● **Exercices à réaliser**
- A) D'après le texte sur Orwell ci-dessous, sur quel front et à quelle partie du corps Orwell est-il blessé en Espagne ?
- B) Reprenez le texte sur Orwell ci-dessous et poursuivez-le à partir de sa dernière phrase.

● **Extrait de texte**

* * * * * * *

Dans la dèche à Paris et à Londres
A son retour en Angleterre, il se consacre à l’écriture dans le but d’en faire son métier. Rongé par un sentiment de culpabilité d’avoir « été l’exécutant d’un système d’exploitation et d’oppression ». Il commence à étudier la vie des populations pauvres de Londres. Il passe de longs moments dans les quartiers les plus pauvres de la capitale. Il passe également un an à Paris à vivre de petits boulots, faisant notamment la plonge dans des grands hôtels et restaurants. Il y écrit des articles pour des journaux locaux. Il rentre à Londres au bout d’un an et continue un moment à accompagner des vagabonds sur leur chemin. Il tire de ses deux années le récit autobiographique Dans la dèche à Paris et à Londres, publié en 1933. Comme un récit de voyage, il y raconte sa vie de travailleur pauvre et ses rencontres avec des chômeurs et des immigrés. De son expérience de la faim, de l’exploitation et de la misère, naissent des convictions sociales qui ne le quitteront plus.
Orwell combattant
Convaincu de la justesse de la lutte, Orwell quitte l’Angleterre pour l’Espagne en 1936. Grace à des lettres de recommandations du Parti travailliste indépendant anglais, ils rejoignent, lui et sa femme, les milices du Parti ouvrier d’unification marxiste (POUM). Son expérience dans la police impériale lui permet d’obtenir facilement un poste de combattant et de participer activement à la guerre civile espagnole. Il passera une longue période sur le front en Aragon avant de retourner à Barcelone où les marxistes et anarchistes se battent contre les communistes et les socialistes. Il retourne ensuite au front à Huesca où il sera blessé à la gorge avant de rentrer en Angleterre. Orwell se réjouit de son expérience en Espagne, heureux d’avoir participé à une cause à laquelle il croit et satisfait d’avoir découvert un système dans lequel la frontière des classes s’estompait. Il sera en revanche profondément déçu par la façon dont les intellectuels de gauche au Royaume-Uni racontent la guerre d’Espagne. Pour la plupart communistes, ils attaquent systématiquement le POUM. Il rédige Hommage à la Catalogne, publié en 1938, pour raconter son expérience et dans le but de rétablir ce qu’il considère comme la vérité.

* * * * * * *

● **Matériel fourni**
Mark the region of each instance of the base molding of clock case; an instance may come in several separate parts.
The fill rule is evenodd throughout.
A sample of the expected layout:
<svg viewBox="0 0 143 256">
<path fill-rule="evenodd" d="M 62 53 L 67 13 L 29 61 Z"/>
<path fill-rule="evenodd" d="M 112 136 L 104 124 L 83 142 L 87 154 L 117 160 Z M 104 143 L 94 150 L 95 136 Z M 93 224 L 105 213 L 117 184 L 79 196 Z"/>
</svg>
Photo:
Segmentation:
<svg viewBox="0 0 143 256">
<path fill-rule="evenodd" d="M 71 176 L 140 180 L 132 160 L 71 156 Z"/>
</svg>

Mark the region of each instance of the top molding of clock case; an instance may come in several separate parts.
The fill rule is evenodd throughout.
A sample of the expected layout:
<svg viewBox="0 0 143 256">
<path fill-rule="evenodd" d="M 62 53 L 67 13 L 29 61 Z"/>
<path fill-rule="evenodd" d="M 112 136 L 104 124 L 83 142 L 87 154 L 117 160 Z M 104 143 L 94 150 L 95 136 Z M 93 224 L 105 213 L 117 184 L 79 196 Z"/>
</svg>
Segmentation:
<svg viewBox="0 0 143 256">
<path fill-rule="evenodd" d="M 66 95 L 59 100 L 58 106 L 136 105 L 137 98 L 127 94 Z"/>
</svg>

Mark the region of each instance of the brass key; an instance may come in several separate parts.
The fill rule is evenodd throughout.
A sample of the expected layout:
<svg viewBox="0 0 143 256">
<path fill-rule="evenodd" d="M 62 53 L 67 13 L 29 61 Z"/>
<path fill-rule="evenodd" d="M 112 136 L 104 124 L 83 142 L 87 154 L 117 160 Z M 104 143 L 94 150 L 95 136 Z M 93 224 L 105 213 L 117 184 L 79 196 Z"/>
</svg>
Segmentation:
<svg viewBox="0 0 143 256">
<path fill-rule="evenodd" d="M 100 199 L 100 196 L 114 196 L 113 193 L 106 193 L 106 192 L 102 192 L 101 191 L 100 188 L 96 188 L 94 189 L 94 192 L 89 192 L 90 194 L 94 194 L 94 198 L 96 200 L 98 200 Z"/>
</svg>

* * * * * * *

● **Réponses rédigées**
- A) Sur le front de Huesca, à la gorge.

- B)
1984 et La Ferme des animaux
Trop frêle pour intégrer l’armée, il ne peut se battre comme il aurait voulu le faire pendant la Seconde Guerre mondiale. Il se consacre au journalisme, il collabore notamment avec la BBC, et au développement de ses idées politiques. En 1943, il commence à écrire La Ferme des animaux. En parallèle, il écrit par correspondance à la revue américaine et trotskiste Partisan review. Dans ces Lettres de Londres, il évoque sa méfiance des théories staliniennes. C’est d’ailleurs le but de son livre, parodier le système stalinien pour mettre en avant ses aspects totalitaires. Il aura du mal à trouver un éditeur, ceux-ci craignent les conséquences de la publication d’un livre montrant les dirigeants communistes en cochons. Il paraîtra finalement en 1945. En 1946, Orwell s’installe en Écosse sur l’île de Jura, sa santé se détériore rapidement et il espère y trouver du repos. Il se lance dans l’écriture de 1984, son œuvre la plus célèbre. L’idée avait germé dans sa tête depuis un moment et l’ensemble du roman repose sur des éléments observés dans chaque étape de sa vie. Affaibli par la maladie, il meurt en 1950, moins d’un an après la publication du roman. Salué par la critique, l’ouvrage servira à de nombreux groupes politiques pour dénoncer le camp adverse. Peu avant sa mort, il précisera que les « perversions » évoquées dans l’ouvrage concernent autant le fascisme que le communisme.